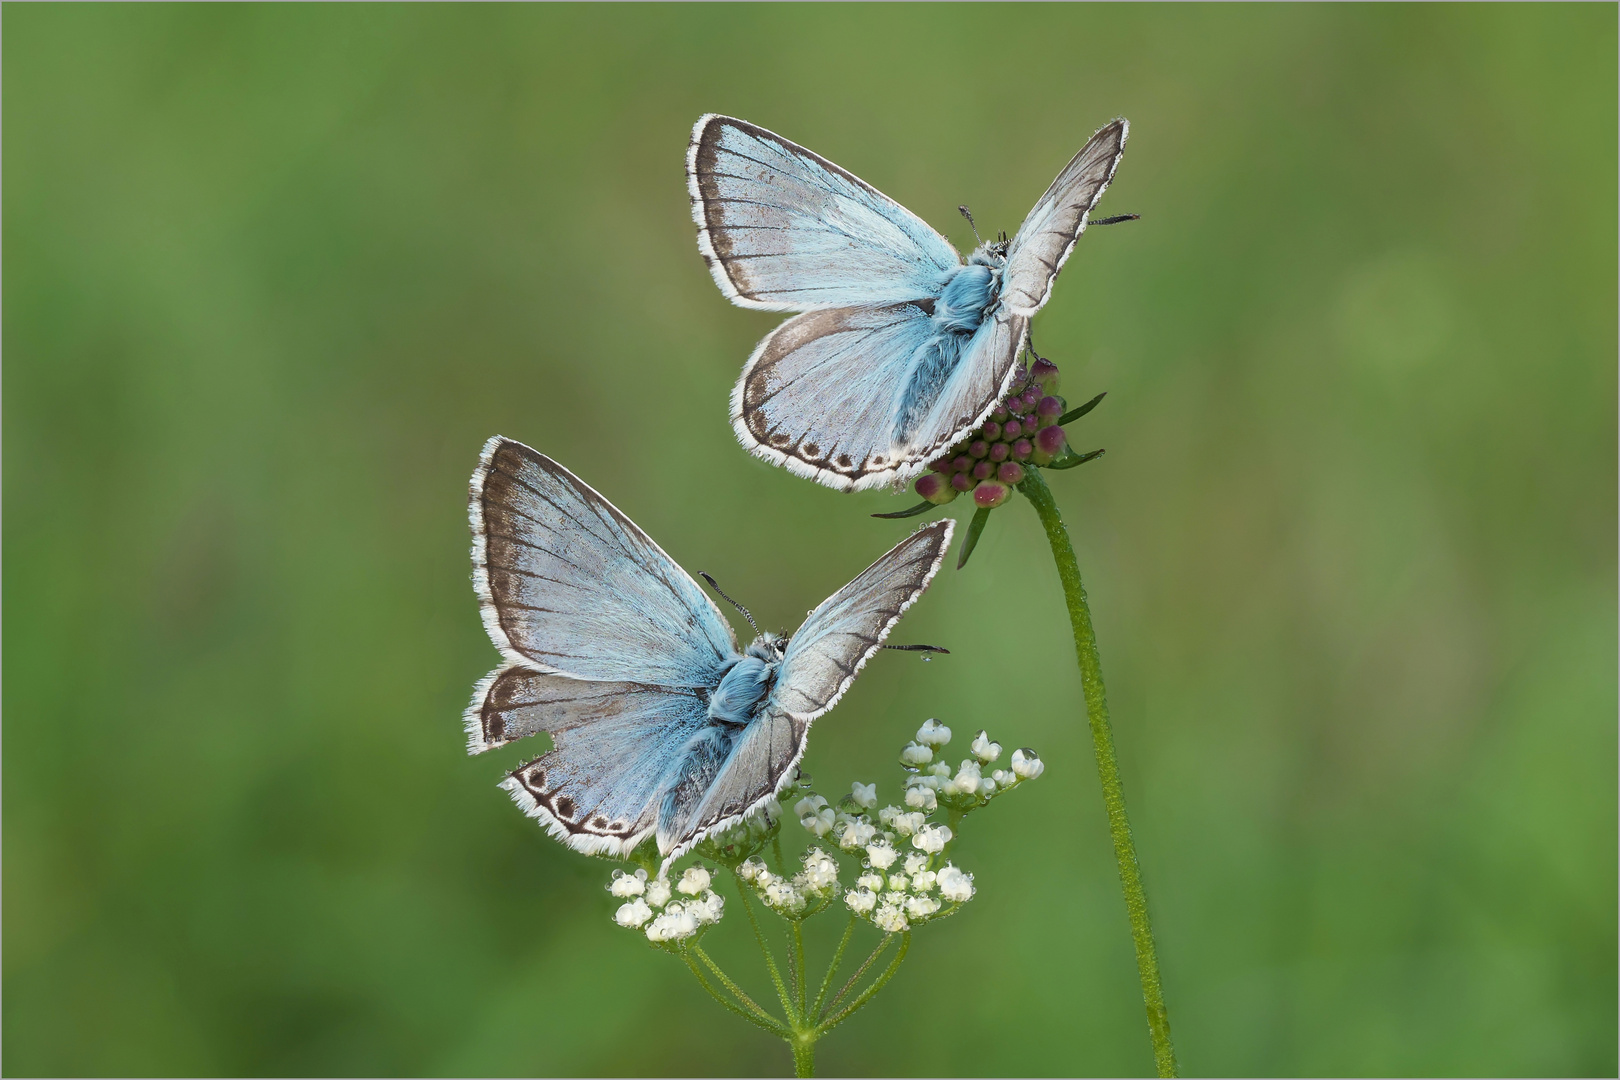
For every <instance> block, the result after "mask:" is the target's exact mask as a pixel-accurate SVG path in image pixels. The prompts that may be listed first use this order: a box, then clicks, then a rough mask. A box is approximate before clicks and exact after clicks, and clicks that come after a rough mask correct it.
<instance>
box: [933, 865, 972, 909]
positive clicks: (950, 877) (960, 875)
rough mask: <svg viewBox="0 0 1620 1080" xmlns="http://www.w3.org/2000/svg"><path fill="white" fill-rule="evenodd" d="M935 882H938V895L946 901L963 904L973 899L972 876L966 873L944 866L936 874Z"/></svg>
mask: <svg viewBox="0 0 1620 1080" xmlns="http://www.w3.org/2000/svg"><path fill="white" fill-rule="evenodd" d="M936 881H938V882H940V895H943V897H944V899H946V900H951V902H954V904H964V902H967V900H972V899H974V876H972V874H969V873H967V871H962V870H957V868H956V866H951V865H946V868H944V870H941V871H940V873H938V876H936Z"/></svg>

--------------------------------

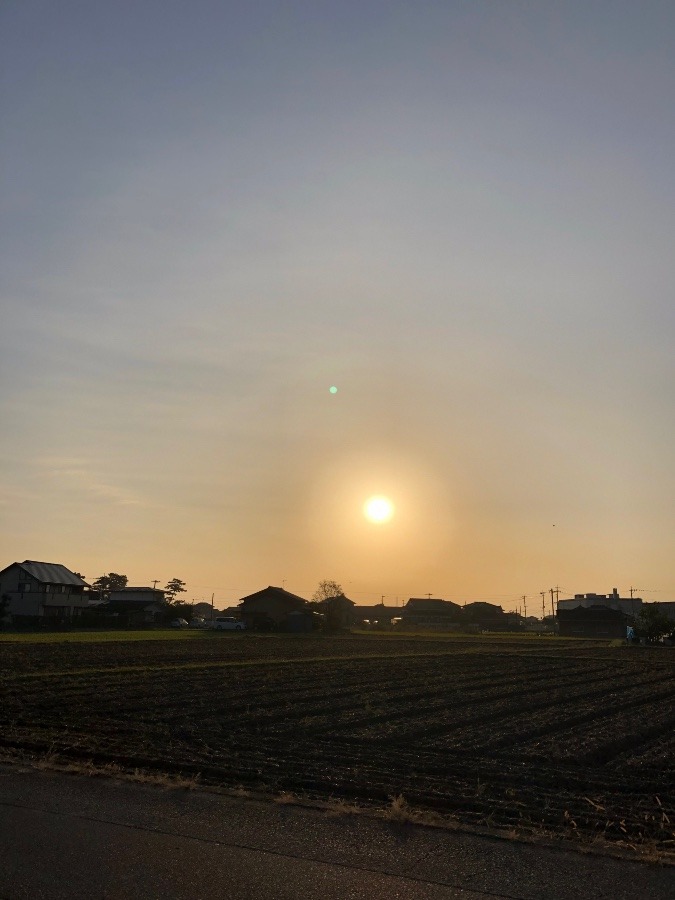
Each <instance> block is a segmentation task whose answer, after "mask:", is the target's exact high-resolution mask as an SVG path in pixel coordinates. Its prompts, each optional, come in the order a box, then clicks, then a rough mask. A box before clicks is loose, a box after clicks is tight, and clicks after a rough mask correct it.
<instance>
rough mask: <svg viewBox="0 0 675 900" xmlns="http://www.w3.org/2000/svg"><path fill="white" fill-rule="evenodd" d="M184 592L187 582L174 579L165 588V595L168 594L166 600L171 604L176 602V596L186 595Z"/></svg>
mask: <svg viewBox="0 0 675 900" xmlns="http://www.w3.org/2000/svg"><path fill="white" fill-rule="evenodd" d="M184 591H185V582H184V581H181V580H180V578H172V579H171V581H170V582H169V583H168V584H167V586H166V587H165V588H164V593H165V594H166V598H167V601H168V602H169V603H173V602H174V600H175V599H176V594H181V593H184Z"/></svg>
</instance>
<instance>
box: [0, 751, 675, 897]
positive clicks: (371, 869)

--------------------------------

TASK TO CARRY OUT:
Please list every line of the listing above that contains the string "http".

ANSWER SPACE:
rough mask: <svg viewBox="0 0 1620 1080" xmlns="http://www.w3.org/2000/svg"><path fill="white" fill-rule="evenodd" d="M935 882H938V895L946 901L963 904L973 899L972 876L966 873L944 866L936 874Z"/></svg>
mask: <svg viewBox="0 0 1620 1080" xmlns="http://www.w3.org/2000/svg"><path fill="white" fill-rule="evenodd" d="M936 881H938V882H940V895H943V897H944V899H946V900H951V902H954V904H964V902H967V900H972V899H974V876H972V874H969V873H967V871H962V870H957V868H956V866H951V865H946V868H944V870H941V871H940V873H938V876H936Z"/></svg>
rough mask: <svg viewBox="0 0 675 900" xmlns="http://www.w3.org/2000/svg"><path fill="white" fill-rule="evenodd" d="M184 592L187 582L174 579L165 588V595L168 594L166 600L171 604L176 602V596L186 595Z"/></svg>
mask: <svg viewBox="0 0 675 900" xmlns="http://www.w3.org/2000/svg"><path fill="white" fill-rule="evenodd" d="M184 591H185V582H184V581H181V580H180V578H172V579H171V581H170V582H169V583H168V584H167V586H166V587H165V588H164V593H165V594H166V598H167V601H168V602H169V603H173V602H174V600H175V599H176V594H181V593H184Z"/></svg>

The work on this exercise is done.